[Saved data entries]
○ ○ ○ ○ ○

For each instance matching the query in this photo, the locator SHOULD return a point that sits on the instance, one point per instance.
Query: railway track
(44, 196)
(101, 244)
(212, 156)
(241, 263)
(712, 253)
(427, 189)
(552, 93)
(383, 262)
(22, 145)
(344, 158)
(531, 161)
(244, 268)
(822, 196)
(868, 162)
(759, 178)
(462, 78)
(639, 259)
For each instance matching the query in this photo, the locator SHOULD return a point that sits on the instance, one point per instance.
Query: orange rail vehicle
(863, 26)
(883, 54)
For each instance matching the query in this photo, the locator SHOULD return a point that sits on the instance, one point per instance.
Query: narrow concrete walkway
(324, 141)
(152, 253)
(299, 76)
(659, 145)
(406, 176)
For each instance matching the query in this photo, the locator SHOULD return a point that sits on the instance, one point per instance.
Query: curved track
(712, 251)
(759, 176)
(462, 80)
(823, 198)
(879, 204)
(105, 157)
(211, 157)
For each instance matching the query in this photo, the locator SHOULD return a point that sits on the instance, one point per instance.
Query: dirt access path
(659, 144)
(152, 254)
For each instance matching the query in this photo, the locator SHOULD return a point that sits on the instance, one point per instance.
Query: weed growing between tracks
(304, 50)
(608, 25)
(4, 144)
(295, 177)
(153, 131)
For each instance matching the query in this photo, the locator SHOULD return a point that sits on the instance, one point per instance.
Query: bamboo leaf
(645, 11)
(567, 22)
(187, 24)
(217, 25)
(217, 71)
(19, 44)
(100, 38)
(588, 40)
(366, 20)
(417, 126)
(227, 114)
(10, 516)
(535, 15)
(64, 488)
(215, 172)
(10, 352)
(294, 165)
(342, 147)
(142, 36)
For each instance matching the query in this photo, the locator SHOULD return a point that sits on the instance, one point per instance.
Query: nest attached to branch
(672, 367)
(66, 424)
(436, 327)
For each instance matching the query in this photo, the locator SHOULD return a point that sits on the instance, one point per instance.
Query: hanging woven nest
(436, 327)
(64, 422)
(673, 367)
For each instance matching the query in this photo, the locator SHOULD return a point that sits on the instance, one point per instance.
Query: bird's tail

○ ○ ○ ○ ○

### PROBLEM
Reproduce each entry from the records above, character for character.

### IN RESPONSE
For each instance matching the query in this photo, the locator SHOULD return a point that sits on the instance, one point per instance.
Query: railway track
(44, 196)
(101, 244)
(212, 156)
(241, 263)
(712, 253)
(427, 189)
(552, 93)
(383, 262)
(22, 145)
(344, 158)
(531, 161)
(244, 268)
(822, 196)
(868, 162)
(759, 178)
(462, 78)
(639, 259)
For each instance matching the query in this photo, the locator SHOULD return a point that sits on the instance, one point per instance.
Query: orange rail vehicle
(863, 26)
(883, 54)
For each instance matching the query in this photo, the locator SHOULD return a point that sits on the instance, one point per instance.
Query: narrow concrete walkway
(324, 141)
(152, 253)
(299, 76)
(659, 145)
(406, 176)
For each instance matching the query in this photo, the locator SHOULD return a point that sits on the instance, one point per instance.
Query: curved track
(712, 251)
(759, 176)
(462, 80)
(823, 198)
(879, 204)
(105, 157)
(211, 157)
For each instance matching the query in this photo, the locator SHOULD return a point that sits on the instance, one point per instance.
Query: dirt access path
(659, 144)
(152, 254)
For each instance matching the query in this photo, the locator SHOULD return a point that sits on the instance, one point per instance.
Query: weed growing between tracks
(304, 50)
(608, 25)
(4, 144)
(295, 177)
(153, 131)
For each instance matching the query in this photo, the locator SHOULD return a point that sits on the instance, one point per instance.
Query: bamboo leaf
(645, 11)
(567, 22)
(187, 24)
(217, 25)
(217, 71)
(19, 44)
(100, 38)
(588, 40)
(366, 20)
(417, 126)
(227, 114)
(10, 516)
(535, 15)
(64, 488)
(215, 172)
(10, 352)
(294, 165)
(342, 147)
(142, 36)
For each instance matching the query in this photo, the locator SHOULD return a point that sits on the instance, one point per instance.
Query: nest attached to branch
(672, 367)
(66, 424)
(436, 327)
For each instance matching the query in this photo, the locator SHOULD return a point that sits on the instance, one point per instance.
Query: hanging woven nest
(436, 327)
(64, 422)
(673, 367)
For each instance matching the query in this photo, the locator SHOULD return a point that sits on the instance, one point per instance.
Query: bird's tail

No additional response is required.